PASSAGE TO READ:
☆ ☆ ☆ ☆ ☆

I am, of course, becoming dramatic. This is because drama is what I do. It is much more compelling to write that nothing will ever be okay again than it is to write that in another two weeks I will be back on track and the scale will read 140.0 again. And, truthfully, it FEELS like it will never be okay again. It FEELS like I am 240 lbs and doomed to stay there, or, worse, increase. It FEELS like I have changed nothing and made no gains against my formidable appetite. It FEELS like I am still the sad, pathetic, lacking-in-willpower creature that I FEEL I have always been. I have lost. The battle is over. The white flag is up. I surrender.

(Pause for dramatic effect) Sigh…

(In a hushed, subdued tone) I surrender. I am desperately, hopelessly hungry, and there is nothing—NOTHING—that satisfies. Not Oreos or beef brats or corn on the cob or sweet potato chips with dip. Not pizza or strawberry pie or nachos or cranberry oatmeal cookies. I eat one, I want another. I eat another, I want five or six more. My stomach says, “enough.” My waistband says, “enough.” My spirit says, “enough.” My insatiable appetite says, “more, more, MORE!!!”

☆ ☆ ☆ ☆ ☆

SET PROBLEM A:
In the records, starting at the line that contains "of the silver" and ending at the line that contains "of the green", give those lines again with "wildlife camera-trap tally" renamed to "office equipment survey", with everything else unchanged.
The records have no connection to the text.

TASK INPUT:
☆ ☆ ☆ ☆ ☆

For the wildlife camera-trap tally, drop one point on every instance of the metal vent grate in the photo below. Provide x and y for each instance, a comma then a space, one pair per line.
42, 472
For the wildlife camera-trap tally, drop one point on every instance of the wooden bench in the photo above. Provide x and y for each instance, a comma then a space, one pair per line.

☆ ☆ ☆ ☆ ☆

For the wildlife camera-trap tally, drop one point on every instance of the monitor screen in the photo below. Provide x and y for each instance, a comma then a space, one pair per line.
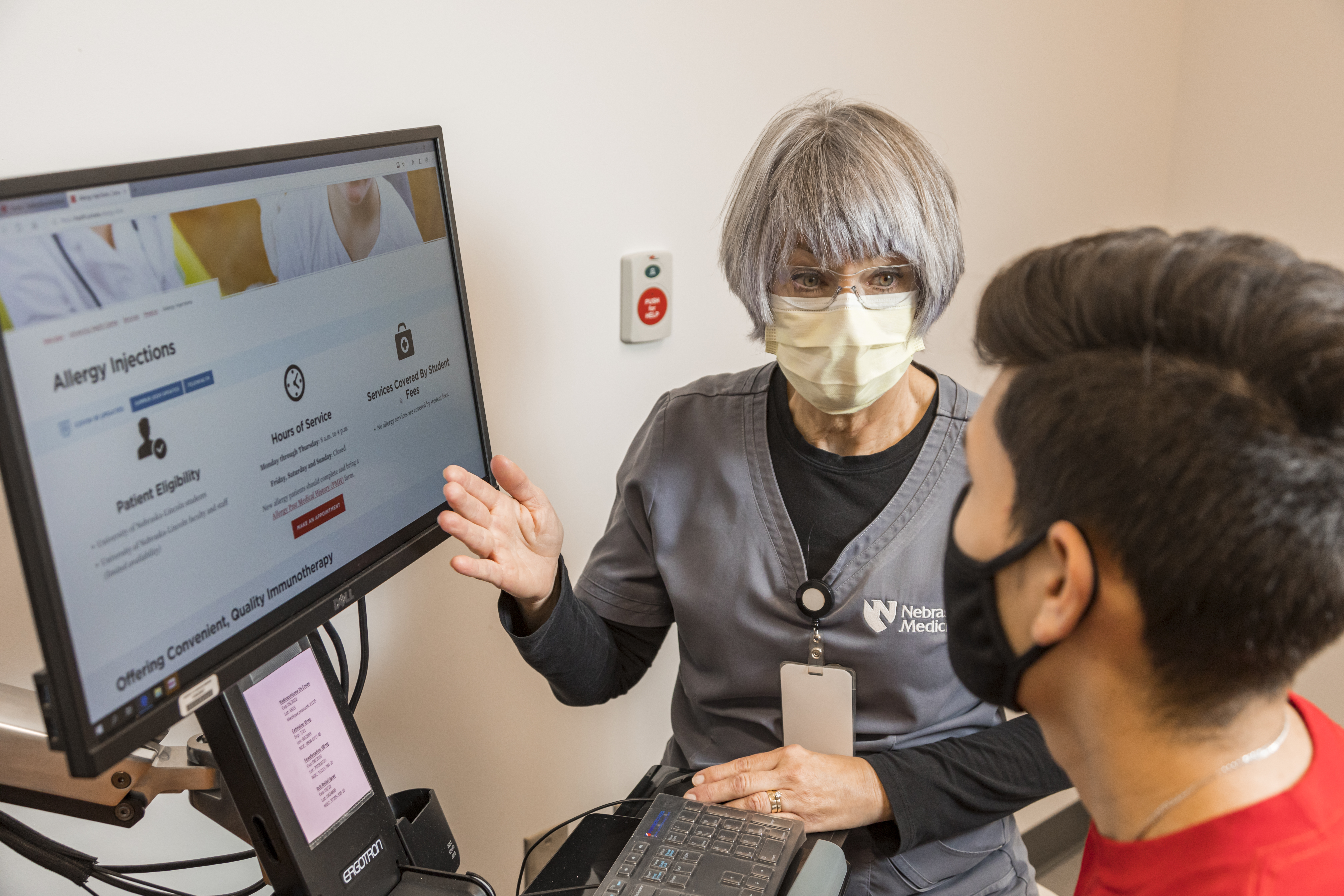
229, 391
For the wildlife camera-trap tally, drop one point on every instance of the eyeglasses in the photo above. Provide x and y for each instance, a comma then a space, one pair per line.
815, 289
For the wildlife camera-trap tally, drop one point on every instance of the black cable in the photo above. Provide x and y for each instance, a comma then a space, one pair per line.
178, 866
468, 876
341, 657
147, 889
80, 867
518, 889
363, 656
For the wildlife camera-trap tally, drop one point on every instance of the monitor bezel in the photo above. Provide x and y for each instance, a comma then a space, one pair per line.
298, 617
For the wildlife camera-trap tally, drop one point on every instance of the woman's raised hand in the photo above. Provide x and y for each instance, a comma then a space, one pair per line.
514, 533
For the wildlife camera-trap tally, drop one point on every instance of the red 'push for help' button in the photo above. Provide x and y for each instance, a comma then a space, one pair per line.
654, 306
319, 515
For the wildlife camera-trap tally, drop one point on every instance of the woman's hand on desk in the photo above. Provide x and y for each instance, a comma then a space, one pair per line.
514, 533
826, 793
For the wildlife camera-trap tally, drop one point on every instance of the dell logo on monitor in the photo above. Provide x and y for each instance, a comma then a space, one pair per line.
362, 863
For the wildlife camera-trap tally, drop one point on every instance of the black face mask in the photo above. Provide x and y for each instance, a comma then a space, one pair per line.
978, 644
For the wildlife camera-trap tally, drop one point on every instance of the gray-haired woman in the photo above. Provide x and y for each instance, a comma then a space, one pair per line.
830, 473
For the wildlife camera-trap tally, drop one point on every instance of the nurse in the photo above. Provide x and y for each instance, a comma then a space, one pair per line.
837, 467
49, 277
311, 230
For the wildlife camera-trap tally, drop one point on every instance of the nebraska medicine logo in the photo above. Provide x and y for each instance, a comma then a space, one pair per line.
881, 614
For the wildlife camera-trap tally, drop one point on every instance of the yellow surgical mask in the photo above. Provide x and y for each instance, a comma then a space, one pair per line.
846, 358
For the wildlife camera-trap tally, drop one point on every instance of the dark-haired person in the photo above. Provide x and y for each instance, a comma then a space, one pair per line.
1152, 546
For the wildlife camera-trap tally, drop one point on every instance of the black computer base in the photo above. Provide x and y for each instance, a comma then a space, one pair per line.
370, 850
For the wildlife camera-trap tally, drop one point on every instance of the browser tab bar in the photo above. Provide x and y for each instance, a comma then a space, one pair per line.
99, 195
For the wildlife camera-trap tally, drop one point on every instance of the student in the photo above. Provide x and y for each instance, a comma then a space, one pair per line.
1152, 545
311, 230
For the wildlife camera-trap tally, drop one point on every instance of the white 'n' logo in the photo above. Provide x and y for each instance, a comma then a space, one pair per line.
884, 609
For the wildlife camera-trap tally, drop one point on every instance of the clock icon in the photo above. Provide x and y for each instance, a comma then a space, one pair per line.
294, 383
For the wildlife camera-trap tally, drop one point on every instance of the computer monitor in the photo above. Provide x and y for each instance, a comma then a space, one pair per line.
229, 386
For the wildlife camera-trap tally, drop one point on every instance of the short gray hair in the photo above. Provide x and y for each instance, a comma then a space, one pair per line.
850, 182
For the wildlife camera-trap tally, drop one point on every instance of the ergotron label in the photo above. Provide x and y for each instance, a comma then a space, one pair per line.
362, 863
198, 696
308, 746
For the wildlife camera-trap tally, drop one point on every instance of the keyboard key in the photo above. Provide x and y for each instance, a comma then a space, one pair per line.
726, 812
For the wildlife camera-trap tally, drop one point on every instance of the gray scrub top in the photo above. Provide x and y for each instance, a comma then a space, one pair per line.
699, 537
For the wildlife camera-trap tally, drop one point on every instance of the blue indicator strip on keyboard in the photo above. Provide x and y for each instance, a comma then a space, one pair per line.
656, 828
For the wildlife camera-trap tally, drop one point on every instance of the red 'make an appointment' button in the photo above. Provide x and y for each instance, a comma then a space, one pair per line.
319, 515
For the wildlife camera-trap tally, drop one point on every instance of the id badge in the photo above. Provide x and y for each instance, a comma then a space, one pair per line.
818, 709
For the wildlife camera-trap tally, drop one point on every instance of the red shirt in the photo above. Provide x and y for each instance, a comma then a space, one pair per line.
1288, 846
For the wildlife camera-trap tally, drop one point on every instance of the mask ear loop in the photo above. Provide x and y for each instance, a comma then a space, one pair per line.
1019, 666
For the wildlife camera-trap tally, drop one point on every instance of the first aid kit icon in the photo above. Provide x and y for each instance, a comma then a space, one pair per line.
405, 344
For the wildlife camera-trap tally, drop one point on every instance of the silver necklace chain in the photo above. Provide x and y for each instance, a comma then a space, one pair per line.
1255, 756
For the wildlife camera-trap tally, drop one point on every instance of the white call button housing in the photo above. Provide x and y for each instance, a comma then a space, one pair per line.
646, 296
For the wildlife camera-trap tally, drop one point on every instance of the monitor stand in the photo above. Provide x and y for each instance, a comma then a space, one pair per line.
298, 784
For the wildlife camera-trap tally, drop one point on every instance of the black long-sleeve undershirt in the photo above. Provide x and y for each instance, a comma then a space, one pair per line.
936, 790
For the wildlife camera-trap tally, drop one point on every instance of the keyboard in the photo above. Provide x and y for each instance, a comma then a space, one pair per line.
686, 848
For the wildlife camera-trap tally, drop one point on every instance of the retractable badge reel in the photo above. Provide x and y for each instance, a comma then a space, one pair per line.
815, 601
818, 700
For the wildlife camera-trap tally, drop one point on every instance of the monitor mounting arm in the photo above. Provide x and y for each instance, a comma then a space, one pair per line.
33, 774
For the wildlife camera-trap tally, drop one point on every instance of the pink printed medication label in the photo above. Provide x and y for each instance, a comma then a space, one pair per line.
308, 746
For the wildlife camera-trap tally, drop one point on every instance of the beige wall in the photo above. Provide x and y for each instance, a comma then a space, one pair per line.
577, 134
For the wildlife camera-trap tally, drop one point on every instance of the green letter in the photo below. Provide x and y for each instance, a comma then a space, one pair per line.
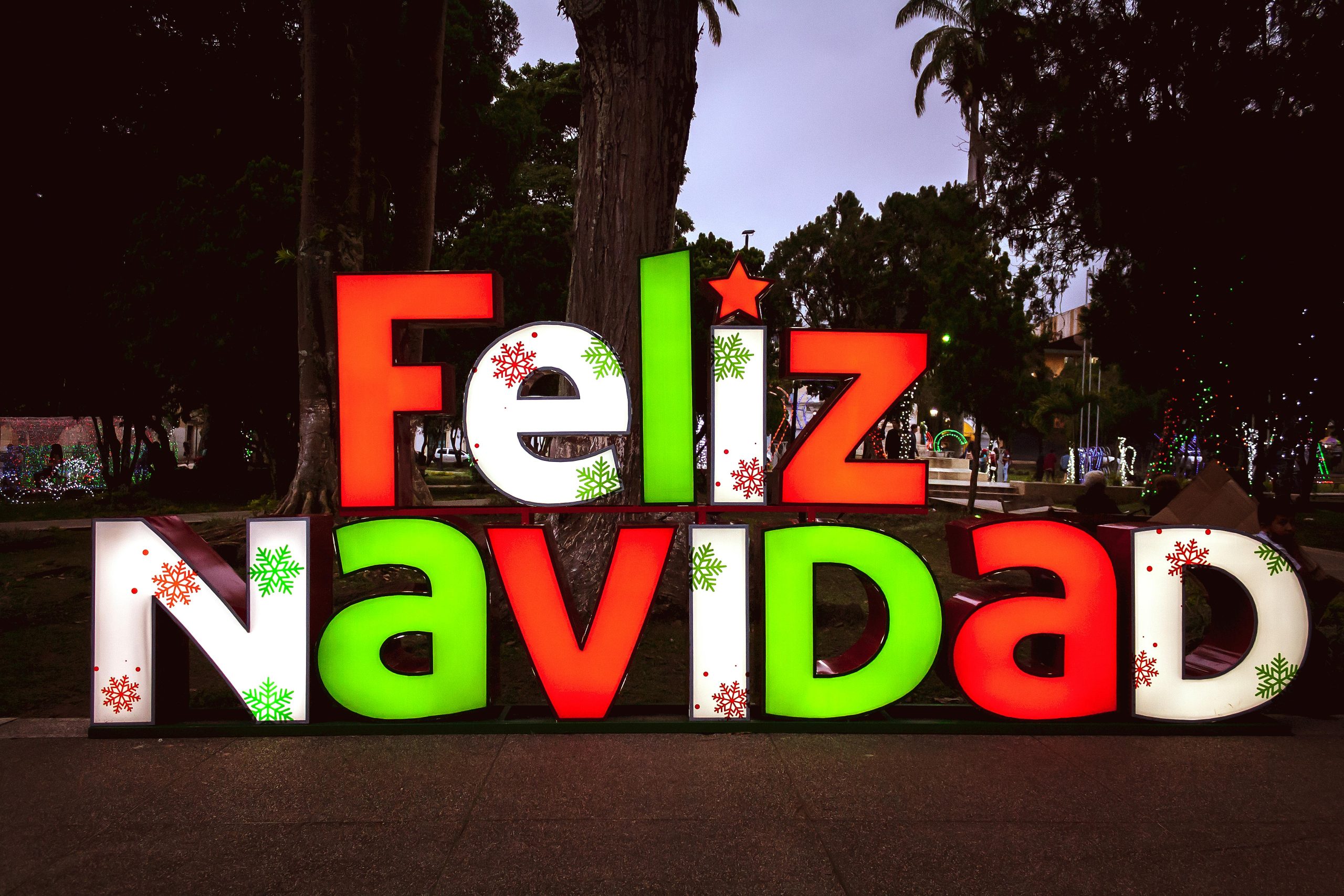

☆ ☆ ☆ ☆ ☆

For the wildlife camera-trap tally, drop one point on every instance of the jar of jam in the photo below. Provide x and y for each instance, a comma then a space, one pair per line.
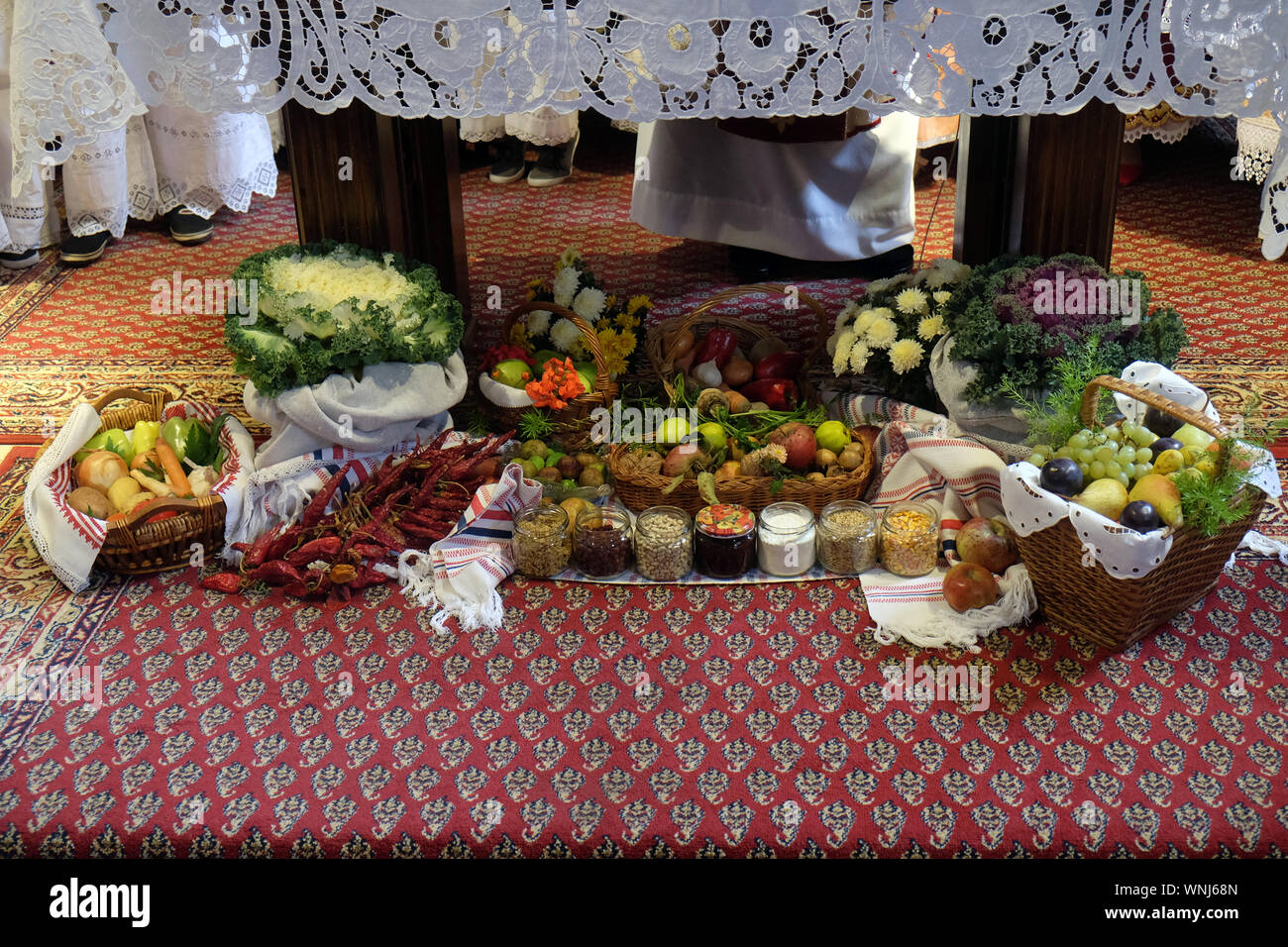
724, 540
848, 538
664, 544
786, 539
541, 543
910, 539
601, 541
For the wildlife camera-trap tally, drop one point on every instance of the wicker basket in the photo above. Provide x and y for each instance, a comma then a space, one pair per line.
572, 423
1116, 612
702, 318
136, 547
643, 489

☆ ☆ ☆ ☆ ☆

SET PROBLEM B:
List every food that the passage about appetite names as failing to satisfy.

CORRECT ANSWER A:
For the office equipment survey, drop one point on every instance of the silver necklace chain in the photo above. Provide x and y for each instance, a comma then a space, one pair per line.
1255, 756
For the office equipment survey, drop one point on every instance of the white call button housing in the photo above. Provide x and y for each instance, a comma then a space, one pair per line.
646, 296
For the office equipment survey, drop one point on every instance of the monitor stand in the photo above. Provide x and y for each instance, a comma then a space, one pair per line.
298, 784
For the office equipment survey, drop one point on every instance of the black long-sleeve undershirt in the photo above. Provide x and y for each instance, a comma then a space, one pair per line.
936, 790
For the office equipment survey, drop one point on every instance of the keyboard in the photo above. Provide x and y for each instance, a comma then a space, one pair per line.
686, 848
For the office equipment survey, drop one point on every instance of the retractable badge reel in the photo above. Provide x and y for each instance, a comma then a space, one pair per line.
815, 601
818, 700
For the office equipment survey, drop one point on every instance of the monitor mounting arm in the photo above. Provide x and y for each instance, a comma then a space, one pair per line.
33, 774
For the office equipment survey, drop one point on every instance of the pink printed medication label in the photo above. Provide x and y for each instance, a comma then a space, one pair per line.
308, 746
For the office equipment survey, drop one point on every instance of the beige wall in the photo above. Provide x and y for each instance, a comma then a space, one pair per line.
577, 134
For the office equipment survey, drop one point on every instance of the green letter in the photo below. Provide x and y for each instance, a comma then a space, one pair per line.

CORRECT ANSWER B:
Oreos, beef brats, corn on the cob, sweet potato chips with dip, pizza, strawberry pie, nachos, cranberry oatmeal cookies